:: SET TASK A ::
In the report on Ghana's electrification, what share of the country does the minister say is connected to the national grid?

:: TEXT BLOCK ::
He said the lack of funding, together with the International Momentary Fund (IMF) conditionalities, had stalled some of the projects ongoing across the country.

Despite these, the minister said he was excited to announce that 88.75 per cent of the country had been hooked onto the national grid which he said was the highest in the sub-region.

Hard-to-reach communities

Dr Opoku Prempeh said his outfit was now targeting "hard-to-reach communities" in the islands of the Volta Lake to ensure that "every community and village in Ghana is fully energised".

He announced that the ministry had awarded the contract for electrification projects in 35 islands on the Volta Lake "because every community deserves to be energised". He added, however, that no part of the country, including the Greater Accra, had 100 per cent electricity.

The minister assured the committee that by the end of the year, "we should reach the Sustainable Development Goal for energy access to all by 2030". In some specific communities, the minister said the poles had been procured, released and installed.

"The transformers have also been released and installed pending the release of the dressing materials to allow for testing and energisation," he told the committee. For instance, he said, work had been completed at Gotisaliga where a transformer had been released and installed at Tinogo awaiting the release of the dressing materials.

He said high and low-voltage works were ongoing in the remaining communities, namely Nin-Sarko and Nara-Sung.

Dumsor

On the controversial issue of power rationing, christened ‘dumsor’ in local parlance which took a political twist, the minister said the difference between what happened under the previous government and now was that the current situation was a milder form of the past experience.

The committee is expected to visit the sites to verify the answers given by all the ministers who appeared before it.

Entries pointing to named objects:

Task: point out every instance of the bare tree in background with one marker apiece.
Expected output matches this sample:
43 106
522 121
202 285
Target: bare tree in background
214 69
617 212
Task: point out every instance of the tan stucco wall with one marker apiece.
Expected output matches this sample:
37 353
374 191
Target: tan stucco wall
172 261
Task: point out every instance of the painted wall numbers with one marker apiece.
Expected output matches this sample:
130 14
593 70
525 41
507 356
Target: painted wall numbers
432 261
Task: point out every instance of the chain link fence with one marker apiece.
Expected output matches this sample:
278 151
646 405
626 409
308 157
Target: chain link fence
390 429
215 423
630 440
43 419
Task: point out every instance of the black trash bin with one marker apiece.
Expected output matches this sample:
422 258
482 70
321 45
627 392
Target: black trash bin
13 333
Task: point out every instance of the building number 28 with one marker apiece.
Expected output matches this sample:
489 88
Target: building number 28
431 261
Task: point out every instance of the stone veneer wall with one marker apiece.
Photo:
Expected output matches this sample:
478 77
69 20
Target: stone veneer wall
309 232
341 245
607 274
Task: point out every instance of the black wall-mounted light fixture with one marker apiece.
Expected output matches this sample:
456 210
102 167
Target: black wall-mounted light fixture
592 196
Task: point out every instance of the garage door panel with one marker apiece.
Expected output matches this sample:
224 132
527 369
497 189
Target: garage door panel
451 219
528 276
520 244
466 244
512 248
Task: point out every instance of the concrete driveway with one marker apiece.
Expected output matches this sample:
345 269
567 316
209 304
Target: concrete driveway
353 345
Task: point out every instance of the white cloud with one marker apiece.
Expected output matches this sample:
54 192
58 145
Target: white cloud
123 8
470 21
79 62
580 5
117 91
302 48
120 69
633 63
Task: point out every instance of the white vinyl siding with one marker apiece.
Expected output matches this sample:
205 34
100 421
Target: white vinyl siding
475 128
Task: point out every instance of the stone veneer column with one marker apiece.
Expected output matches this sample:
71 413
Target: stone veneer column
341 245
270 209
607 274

:: SET TASK B ::
Reproduce the entries word for word, starting at the line that contains "Task: point out every instance of the tan" and continuing through the last line of the entries.

:: ANSWER A ::
88.75 percent of the country.

:: ANSWER B ::
Task: point out every instance of the tan stucco wall with one marker apiece.
Expected output matches this sample:
37 353
374 191
Target: tan stucco wall
172 261
Task: point out every instance of the painted wall numbers with one marker apiece.
Expected output matches this sample:
130 14
593 70
525 41
507 356
Target: painted wall numbers
432 261
Task: point out every instance of the chain link fence with one marker apiece.
Expected output matches this sample:
278 151
646 405
626 409
308 157
Target: chain link fence
390 429
215 423
630 440
43 419
Task: point out every instance of the black trash bin with one marker apiece.
Expected output matches this sample:
422 258
482 70
321 45
627 392
Target: black trash bin
13 333
Task: point out every instance of the building number 28 with one marker apiece.
Expected output matches this sample:
489 88
Target: building number 28
431 261
Task: point out every instance of the stone veneer wall with one marker apiece.
Photo:
Expected output matches this sample:
478 77
69 20
Target: stone veneer wall
309 232
341 245
607 274
Task: point out every instance of the black wall-mounted light fixture with one marker apiece.
Expected output matches this sample:
456 210
102 167
Target: black wall-mounted light fixture
592 196
Task: point out every instance of the garage door panel with one marker apiece.
Expected output matches this sample:
224 132
527 369
497 189
Target: garage door panel
451 219
528 276
520 244
466 244
512 248
Task: point out every instance of the concrete driveway with one marker apiece.
Expected output matches this sample:
345 269
567 316
209 304
Target: concrete driveway
353 345
Task: point out every instance of the white cloud with one marker apiece.
Expected output matches this sample:
54 192
58 145
Target: white cloud
123 8
470 21
79 62
580 5
117 91
302 48
120 69
633 63
Task: point out every instance of the white vinyl siding with one marker apiece.
Expected output matches this sample:
205 34
100 421
Target: white vinyl siding
475 128
Task: point out every instance of the stone veneer column with one marker apiece.
Expected output matches this sample:
71 413
Target: stone veneer column
341 245
270 209
607 274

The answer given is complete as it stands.